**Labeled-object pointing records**
↓
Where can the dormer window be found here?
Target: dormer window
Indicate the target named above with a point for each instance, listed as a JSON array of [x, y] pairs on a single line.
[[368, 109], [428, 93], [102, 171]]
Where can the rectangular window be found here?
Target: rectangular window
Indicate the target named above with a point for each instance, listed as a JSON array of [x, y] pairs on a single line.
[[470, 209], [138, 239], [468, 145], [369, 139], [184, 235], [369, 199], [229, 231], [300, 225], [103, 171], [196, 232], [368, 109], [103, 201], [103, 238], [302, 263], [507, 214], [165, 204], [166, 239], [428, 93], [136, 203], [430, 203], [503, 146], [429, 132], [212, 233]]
↑
**Short problem**
Copy the records word for word, beginning at the line that contains "Where can the rectangular" and stopping after the last line of the records.

**Final result**
Where can the rectangular window be found here?
Target: rectangular window
Indicate the target named above with a point for each instance, listed as a JSON array of [x, y] pairs on a single line.
[[470, 209], [138, 239], [468, 145], [369, 139], [184, 235], [369, 199], [229, 231], [300, 225], [103, 171], [196, 232], [368, 109], [103, 201], [103, 238], [302, 263], [507, 214], [165, 204], [166, 239], [428, 93], [136, 203], [430, 203], [503, 146], [429, 132], [212, 233]]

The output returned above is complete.